:: Problem details ::
Rewrite the records from their beginning through the line containing "[92,243,138,302]", inclusive, requests included, scaling every bounding-box coordinate in the answers by 0.3 and rounding to whole numbers, with halves rounded up. Omit the pictures from your answer.
━━━━━━━━━━━━━━━━━━━━━━━━━━━━━━
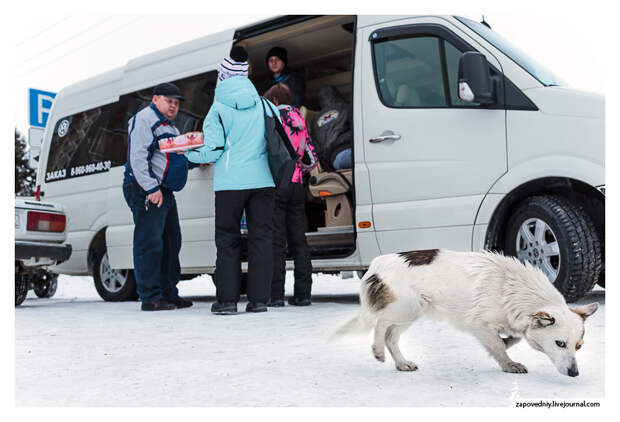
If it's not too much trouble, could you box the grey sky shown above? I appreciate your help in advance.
[13,10,606,132]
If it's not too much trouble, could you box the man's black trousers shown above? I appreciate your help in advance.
[271,183,312,300]
[215,188,274,303]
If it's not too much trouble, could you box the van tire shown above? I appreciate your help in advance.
[15,271,30,306]
[504,195,601,302]
[32,271,58,299]
[92,243,138,302]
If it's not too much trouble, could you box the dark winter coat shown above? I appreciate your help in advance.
[267,67,306,108]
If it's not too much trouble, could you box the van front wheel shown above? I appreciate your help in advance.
[93,246,138,302]
[504,196,601,302]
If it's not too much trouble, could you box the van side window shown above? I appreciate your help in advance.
[373,36,448,108]
[45,71,217,182]
[444,41,477,107]
[45,103,127,182]
[372,35,478,108]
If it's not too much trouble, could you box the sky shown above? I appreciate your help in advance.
[0,0,620,420]
[13,7,606,132]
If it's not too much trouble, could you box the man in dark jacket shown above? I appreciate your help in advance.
[265,47,306,108]
[123,83,192,311]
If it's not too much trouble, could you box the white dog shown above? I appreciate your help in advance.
[334,249,598,377]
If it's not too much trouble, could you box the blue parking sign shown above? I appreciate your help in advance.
[28,88,56,127]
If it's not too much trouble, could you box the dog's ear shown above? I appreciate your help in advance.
[570,302,598,320]
[530,311,555,328]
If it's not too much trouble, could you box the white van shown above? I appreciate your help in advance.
[32,16,605,301]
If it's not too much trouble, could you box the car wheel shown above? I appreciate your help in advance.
[15,271,28,306]
[32,271,58,299]
[505,196,601,302]
[596,271,605,289]
[93,242,138,302]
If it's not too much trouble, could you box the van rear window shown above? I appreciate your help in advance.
[45,71,217,182]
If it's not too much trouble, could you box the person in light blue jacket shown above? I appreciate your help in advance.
[186,46,279,314]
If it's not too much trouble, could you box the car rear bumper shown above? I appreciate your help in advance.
[15,241,71,263]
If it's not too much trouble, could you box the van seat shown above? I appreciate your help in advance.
[308,169,353,227]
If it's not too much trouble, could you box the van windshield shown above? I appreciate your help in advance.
[455,16,566,86]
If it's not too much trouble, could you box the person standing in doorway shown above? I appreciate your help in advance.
[264,83,318,307]
[265,46,306,108]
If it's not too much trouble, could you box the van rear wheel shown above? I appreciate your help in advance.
[504,196,601,302]
[32,271,58,299]
[15,270,30,306]
[93,245,138,302]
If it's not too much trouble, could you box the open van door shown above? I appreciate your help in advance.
[358,17,507,253]
[106,29,235,271]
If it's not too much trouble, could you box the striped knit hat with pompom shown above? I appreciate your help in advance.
[217,45,249,82]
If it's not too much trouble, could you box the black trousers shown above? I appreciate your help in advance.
[215,188,274,303]
[123,182,181,303]
[271,183,312,300]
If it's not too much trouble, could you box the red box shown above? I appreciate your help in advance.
[159,132,204,152]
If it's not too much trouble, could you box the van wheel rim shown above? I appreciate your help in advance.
[99,253,127,293]
[516,218,561,283]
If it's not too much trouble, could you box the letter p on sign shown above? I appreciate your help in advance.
[28,88,56,128]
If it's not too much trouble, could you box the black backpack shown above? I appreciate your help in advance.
[261,97,299,192]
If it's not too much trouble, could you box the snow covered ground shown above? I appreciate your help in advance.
[15,272,605,406]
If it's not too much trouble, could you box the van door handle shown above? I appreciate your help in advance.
[369,130,400,144]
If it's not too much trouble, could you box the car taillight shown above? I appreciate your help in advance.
[26,211,67,233]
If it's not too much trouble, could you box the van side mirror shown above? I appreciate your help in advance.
[459,51,495,104]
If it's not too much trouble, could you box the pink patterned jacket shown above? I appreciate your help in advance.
[278,104,319,183]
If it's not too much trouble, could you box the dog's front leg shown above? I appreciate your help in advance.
[474,327,527,374]
[385,324,418,371]
[372,320,387,362]
[502,337,521,350]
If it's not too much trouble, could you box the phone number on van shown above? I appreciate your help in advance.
[46,160,112,182]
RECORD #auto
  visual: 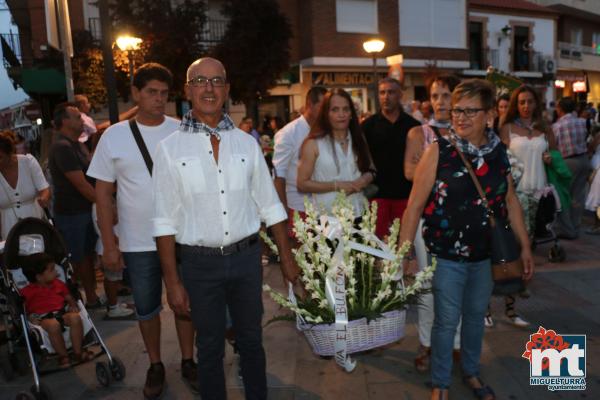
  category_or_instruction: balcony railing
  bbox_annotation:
[0,33,23,69]
[470,49,500,70]
[88,18,102,41]
[200,18,229,46]
[558,42,600,60]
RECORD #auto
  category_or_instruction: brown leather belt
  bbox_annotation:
[181,233,258,256]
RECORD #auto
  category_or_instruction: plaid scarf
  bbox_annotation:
[450,128,500,169]
[179,110,235,140]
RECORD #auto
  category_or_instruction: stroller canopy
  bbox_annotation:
[2,218,67,270]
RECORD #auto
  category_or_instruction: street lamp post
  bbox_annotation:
[363,39,385,112]
[116,35,142,87]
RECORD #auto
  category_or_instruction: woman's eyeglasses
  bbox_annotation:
[450,108,485,118]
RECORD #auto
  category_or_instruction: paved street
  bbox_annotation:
[0,220,600,400]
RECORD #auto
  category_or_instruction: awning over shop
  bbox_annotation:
[21,68,66,94]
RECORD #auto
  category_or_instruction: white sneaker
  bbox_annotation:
[483,314,494,328]
[508,315,530,328]
[106,303,134,318]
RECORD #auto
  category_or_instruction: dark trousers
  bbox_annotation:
[181,243,267,400]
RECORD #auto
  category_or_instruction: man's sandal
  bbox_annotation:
[463,376,496,400]
[58,356,71,369]
[415,345,431,372]
[431,388,448,400]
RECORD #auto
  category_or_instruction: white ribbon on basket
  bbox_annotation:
[289,215,401,372]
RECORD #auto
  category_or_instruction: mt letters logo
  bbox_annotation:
[522,326,586,391]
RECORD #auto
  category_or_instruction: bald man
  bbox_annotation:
[87,63,198,399]
[153,58,298,400]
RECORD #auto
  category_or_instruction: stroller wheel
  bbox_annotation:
[30,382,52,400]
[0,352,17,382]
[96,361,111,386]
[548,244,567,263]
[109,357,125,381]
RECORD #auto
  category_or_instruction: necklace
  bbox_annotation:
[332,134,348,147]
[515,118,535,137]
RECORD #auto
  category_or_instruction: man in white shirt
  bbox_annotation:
[87,63,197,399]
[273,86,327,232]
[153,58,299,399]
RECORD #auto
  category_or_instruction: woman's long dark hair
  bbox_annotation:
[500,85,548,132]
[305,89,371,173]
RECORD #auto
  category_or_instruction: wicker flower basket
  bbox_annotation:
[297,310,406,356]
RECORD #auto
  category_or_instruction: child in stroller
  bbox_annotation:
[21,253,93,368]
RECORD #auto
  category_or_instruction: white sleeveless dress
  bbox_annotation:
[510,132,548,194]
[311,134,366,217]
[0,154,49,240]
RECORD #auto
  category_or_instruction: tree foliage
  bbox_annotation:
[111,0,206,94]
[212,0,292,112]
[71,31,107,107]
[71,31,145,107]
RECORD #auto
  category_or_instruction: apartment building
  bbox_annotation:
[464,0,558,103]
[271,0,469,116]
[544,0,600,104]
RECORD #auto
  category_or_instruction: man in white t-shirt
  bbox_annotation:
[273,86,327,232]
[87,63,198,399]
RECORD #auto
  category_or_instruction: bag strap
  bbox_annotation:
[429,125,442,140]
[129,118,153,176]
[450,139,496,227]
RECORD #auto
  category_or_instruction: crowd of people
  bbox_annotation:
[0,58,600,400]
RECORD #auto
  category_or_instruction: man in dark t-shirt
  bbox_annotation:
[48,103,102,308]
[362,78,420,238]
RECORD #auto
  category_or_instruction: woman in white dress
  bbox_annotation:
[500,85,556,237]
[297,89,375,218]
[0,131,50,240]
[494,85,556,328]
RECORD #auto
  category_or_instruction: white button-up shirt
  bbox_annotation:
[273,115,310,211]
[152,122,287,247]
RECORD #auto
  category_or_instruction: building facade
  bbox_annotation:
[271,0,469,117]
[548,1,600,105]
[463,0,558,103]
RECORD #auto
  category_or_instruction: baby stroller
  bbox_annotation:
[531,186,566,263]
[0,218,125,400]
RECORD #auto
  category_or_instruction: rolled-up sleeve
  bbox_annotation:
[152,142,181,237]
[251,142,287,226]
[273,129,294,179]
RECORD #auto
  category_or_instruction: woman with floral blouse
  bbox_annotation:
[400,79,534,400]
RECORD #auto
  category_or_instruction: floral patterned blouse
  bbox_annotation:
[423,138,511,262]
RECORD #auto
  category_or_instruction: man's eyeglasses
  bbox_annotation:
[450,108,485,118]
[187,76,227,87]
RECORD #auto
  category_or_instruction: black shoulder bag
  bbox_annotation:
[129,118,180,264]
[129,118,153,176]
[452,142,523,283]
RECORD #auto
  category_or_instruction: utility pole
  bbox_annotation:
[56,0,75,101]
[98,0,119,124]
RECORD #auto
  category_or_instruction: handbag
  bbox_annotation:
[452,142,523,283]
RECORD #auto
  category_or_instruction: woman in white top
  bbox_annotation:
[297,89,375,218]
[500,85,556,236]
[494,85,556,328]
[0,131,50,240]
[404,75,461,372]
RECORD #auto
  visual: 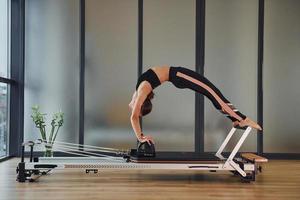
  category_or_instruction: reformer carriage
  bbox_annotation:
[17,127,268,182]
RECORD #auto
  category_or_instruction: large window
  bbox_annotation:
[0,0,11,158]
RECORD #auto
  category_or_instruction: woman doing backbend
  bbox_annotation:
[129,66,262,144]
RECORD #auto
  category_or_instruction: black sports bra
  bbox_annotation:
[135,69,161,90]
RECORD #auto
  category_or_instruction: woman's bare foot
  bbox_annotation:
[237,117,262,131]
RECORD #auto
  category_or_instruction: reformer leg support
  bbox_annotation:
[216,127,252,177]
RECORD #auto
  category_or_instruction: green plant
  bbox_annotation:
[31,106,64,156]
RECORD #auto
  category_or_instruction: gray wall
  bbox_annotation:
[143,0,195,151]
[85,0,138,148]
[204,0,258,151]
[24,0,79,146]
[263,0,300,153]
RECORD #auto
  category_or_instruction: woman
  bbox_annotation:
[129,65,262,144]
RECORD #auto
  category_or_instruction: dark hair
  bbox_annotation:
[141,91,154,116]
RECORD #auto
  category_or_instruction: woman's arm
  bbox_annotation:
[130,92,147,140]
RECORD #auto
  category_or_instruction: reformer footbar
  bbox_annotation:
[17,127,267,182]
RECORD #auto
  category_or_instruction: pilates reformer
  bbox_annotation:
[16,127,268,182]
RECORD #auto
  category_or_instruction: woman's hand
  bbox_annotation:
[139,135,154,145]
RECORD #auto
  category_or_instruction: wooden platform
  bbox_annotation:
[0,159,300,200]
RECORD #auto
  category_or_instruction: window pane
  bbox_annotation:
[204,0,258,151]
[143,0,196,151]
[0,0,10,78]
[0,83,9,157]
[84,0,138,148]
[263,0,300,153]
[24,0,79,145]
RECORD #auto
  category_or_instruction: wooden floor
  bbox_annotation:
[0,159,300,200]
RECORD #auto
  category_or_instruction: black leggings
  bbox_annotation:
[169,67,246,122]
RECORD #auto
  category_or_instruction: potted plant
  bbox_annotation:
[31,106,64,157]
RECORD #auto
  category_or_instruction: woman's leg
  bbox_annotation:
[176,67,246,122]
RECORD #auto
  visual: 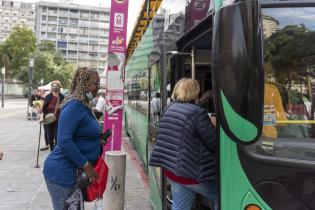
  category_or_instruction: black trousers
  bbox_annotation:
[44,121,58,151]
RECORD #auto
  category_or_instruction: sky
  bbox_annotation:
[13,0,144,43]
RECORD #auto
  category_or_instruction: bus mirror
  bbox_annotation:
[212,0,264,144]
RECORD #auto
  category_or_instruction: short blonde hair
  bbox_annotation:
[51,80,61,88]
[171,78,200,102]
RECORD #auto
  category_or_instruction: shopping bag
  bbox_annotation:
[86,157,108,202]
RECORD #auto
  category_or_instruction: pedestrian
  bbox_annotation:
[43,68,101,210]
[41,80,64,151]
[40,91,50,151]
[30,89,41,120]
[150,78,218,210]
[93,90,105,119]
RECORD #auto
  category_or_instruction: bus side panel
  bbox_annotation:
[149,166,162,210]
[220,127,271,210]
[125,106,148,166]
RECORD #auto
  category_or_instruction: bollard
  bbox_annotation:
[103,151,126,210]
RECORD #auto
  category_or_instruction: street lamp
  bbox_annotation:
[27,58,34,120]
[1,67,5,108]
[166,47,196,79]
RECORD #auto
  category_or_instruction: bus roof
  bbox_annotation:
[126,0,162,63]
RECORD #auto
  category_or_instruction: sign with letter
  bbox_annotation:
[104,0,128,152]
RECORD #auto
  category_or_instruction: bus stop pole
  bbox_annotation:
[103,151,126,210]
[1,67,5,108]
[191,46,196,79]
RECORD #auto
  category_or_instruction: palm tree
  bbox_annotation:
[0,44,12,77]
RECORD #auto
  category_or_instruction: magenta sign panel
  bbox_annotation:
[104,0,128,152]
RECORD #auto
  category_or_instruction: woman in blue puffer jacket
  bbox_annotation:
[150,78,218,210]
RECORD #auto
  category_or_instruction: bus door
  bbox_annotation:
[167,15,215,210]
[213,1,315,210]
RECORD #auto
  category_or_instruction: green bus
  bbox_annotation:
[124,0,315,210]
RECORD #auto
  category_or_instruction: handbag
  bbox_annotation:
[86,157,108,202]
[43,97,60,125]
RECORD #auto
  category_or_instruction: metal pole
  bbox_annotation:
[191,47,196,79]
[27,58,34,120]
[34,122,42,168]
[1,72,5,108]
[103,151,126,210]
[27,67,32,120]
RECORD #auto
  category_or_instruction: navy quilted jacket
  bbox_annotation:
[150,102,216,182]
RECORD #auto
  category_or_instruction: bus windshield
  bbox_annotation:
[258,7,315,160]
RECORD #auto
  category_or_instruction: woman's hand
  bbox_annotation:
[83,162,99,183]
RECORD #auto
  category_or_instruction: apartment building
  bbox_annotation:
[36,2,110,75]
[0,0,36,43]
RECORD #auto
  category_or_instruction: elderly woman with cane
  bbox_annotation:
[43,68,101,210]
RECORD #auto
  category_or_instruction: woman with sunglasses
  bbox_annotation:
[43,68,101,210]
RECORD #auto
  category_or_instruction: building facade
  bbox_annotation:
[0,1,36,43]
[36,2,110,75]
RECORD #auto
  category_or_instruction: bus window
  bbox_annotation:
[150,63,161,127]
[137,71,149,116]
[255,7,315,161]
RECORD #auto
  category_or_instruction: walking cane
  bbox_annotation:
[34,122,42,168]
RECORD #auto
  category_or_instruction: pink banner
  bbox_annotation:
[104,0,128,152]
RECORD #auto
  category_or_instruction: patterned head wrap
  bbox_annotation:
[63,67,99,109]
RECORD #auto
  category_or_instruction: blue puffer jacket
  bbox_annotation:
[150,102,216,182]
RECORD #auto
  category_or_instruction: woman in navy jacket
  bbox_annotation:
[150,78,217,210]
[43,68,101,210]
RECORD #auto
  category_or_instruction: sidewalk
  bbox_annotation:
[0,99,151,210]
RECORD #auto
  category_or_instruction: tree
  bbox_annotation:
[264,24,315,101]
[18,41,75,88]
[0,26,36,78]
[0,44,11,74]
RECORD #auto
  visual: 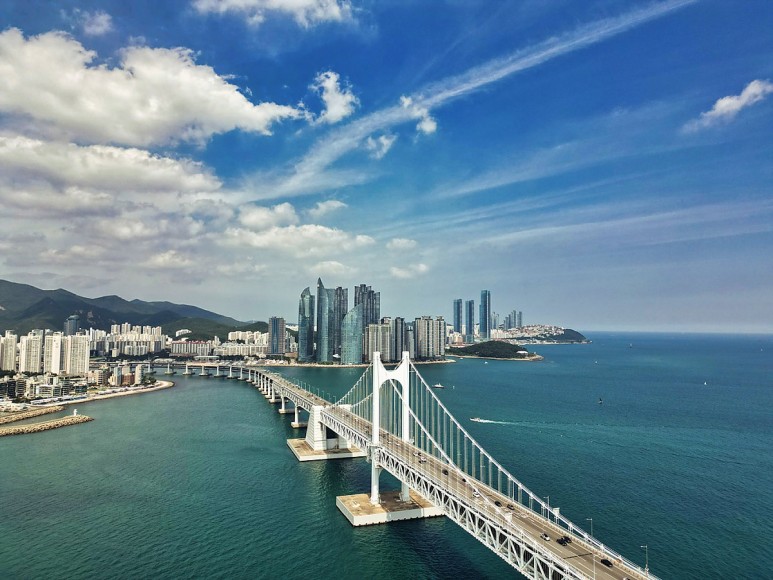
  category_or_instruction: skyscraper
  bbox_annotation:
[454,298,462,334]
[268,316,285,354]
[298,286,314,362]
[354,284,381,327]
[317,278,335,362]
[464,300,475,344]
[341,304,364,365]
[479,290,491,340]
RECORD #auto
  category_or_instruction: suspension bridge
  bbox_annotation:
[172,353,656,580]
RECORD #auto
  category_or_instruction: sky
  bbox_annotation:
[0,0,773,332]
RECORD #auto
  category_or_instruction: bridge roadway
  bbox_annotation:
[262,373,655,580]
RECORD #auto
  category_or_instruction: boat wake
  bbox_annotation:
[470,417,515,425]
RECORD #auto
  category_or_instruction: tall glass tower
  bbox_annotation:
[298,286,314,362]
[479,290,491,340]
[454,298,462,334]
[341,303,365,365]
[464,300,475,344]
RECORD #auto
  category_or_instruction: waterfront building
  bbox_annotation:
[414,316,446,359]
[43,332,64,375]
[0,330,17,371]
[298,286,314,362]
[464,300,475,344]
[62,334,91,377]
[354,284,381,327]
[268,316,286,355]
[64,314,81,336]
[19,330,43,374]
[454,298,462,334]
[341,304,365,365]
[392,316,408,361]
[365,322,394,362]
[316,278,335,362]
[478,290,491,340]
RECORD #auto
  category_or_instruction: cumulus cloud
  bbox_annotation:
[0,29,304,146]
[223,224,374,257]
[684,80,773,132]
[389,264,429,280]
[239,203,298,231]
[310,71,360,125]
[193,0,352,28]
[387,238,416,251]
[365,135,397,159]
[307,199,348,219]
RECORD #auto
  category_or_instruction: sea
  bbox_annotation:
[0,332,773,580]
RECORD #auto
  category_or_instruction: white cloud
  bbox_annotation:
[389,264,429,279]
[193,0,352,28]
[310,71,360,125]
[255,0,697,198]
[223,224,375,257]
[0,29,304,146]
[387,238,416,251]
[81,10,113,36]
[684,80,773,132]
[239,203,298,231]
[307,260,356,278]
[365,135,397,159]
[306,199,349,219]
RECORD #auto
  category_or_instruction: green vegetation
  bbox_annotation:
[446,340,528,358]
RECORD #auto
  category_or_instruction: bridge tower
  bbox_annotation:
[370,351,411,505]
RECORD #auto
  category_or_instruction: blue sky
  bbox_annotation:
[0,0,773,332]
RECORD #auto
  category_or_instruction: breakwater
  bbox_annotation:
[0,415,94,437]
[0,405,64,425]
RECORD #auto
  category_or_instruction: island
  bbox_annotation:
[446,340,542,361]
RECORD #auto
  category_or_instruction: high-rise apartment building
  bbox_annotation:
[268,316,285,354]
[341,304,365,365]
[464,300,475,344]
[479,290,491,340]
[298,286,314,362]
[0,330,17,371]
[454,298,462,334]
[365,322,394,362]
[354,284,381,327]
[413,316,446,359]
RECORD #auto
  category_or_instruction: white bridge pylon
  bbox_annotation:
[370,351,411,505]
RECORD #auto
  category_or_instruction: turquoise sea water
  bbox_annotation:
[0,333,773,580]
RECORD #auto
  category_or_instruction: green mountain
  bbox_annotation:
[0,280,249,338]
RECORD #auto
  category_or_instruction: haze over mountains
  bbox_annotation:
[0,280,250,338]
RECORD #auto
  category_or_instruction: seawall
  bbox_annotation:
[0,415,94,437]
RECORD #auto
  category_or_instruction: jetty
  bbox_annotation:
[0,405,64,425]
[0,415,94,437]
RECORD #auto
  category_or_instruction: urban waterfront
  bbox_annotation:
[0,333,773,578]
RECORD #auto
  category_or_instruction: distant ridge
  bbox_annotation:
[0,280,247,338]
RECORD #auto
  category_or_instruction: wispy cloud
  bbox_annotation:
[684,80,773,132]
[259,0,697,198]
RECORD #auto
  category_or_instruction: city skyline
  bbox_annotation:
[0,0,773,334]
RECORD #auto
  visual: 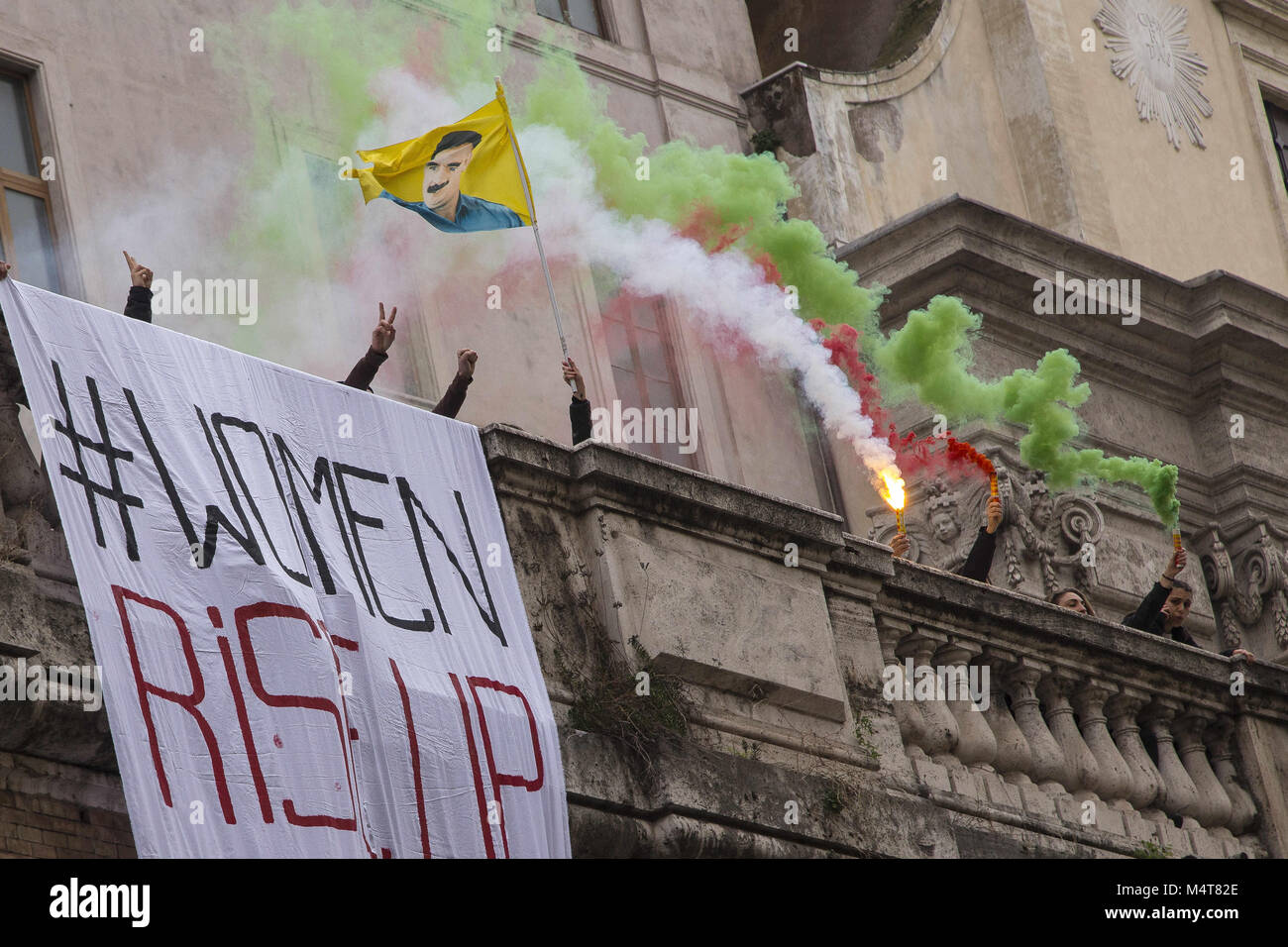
━━━━━━━━━━━━━━━━━━━━━━━━━━━━━━
:: Solution for this problem ::
If it's not too much trouble, could you box the grey sky shown above? I appreciate your help in advance.
[4,3,182,40]
If it's not too much trouble, could you box the man's black trousers shown above? I appreciate your help in advance.
[81,55,94,90]
[65,56,82,91]
If it's not too much trouble, could you box the van tire shown above? I appreciate your help in advance.
[5,81,9,92]
[151,59,180,91]
[10,81,17,90]
[28,73,41,91]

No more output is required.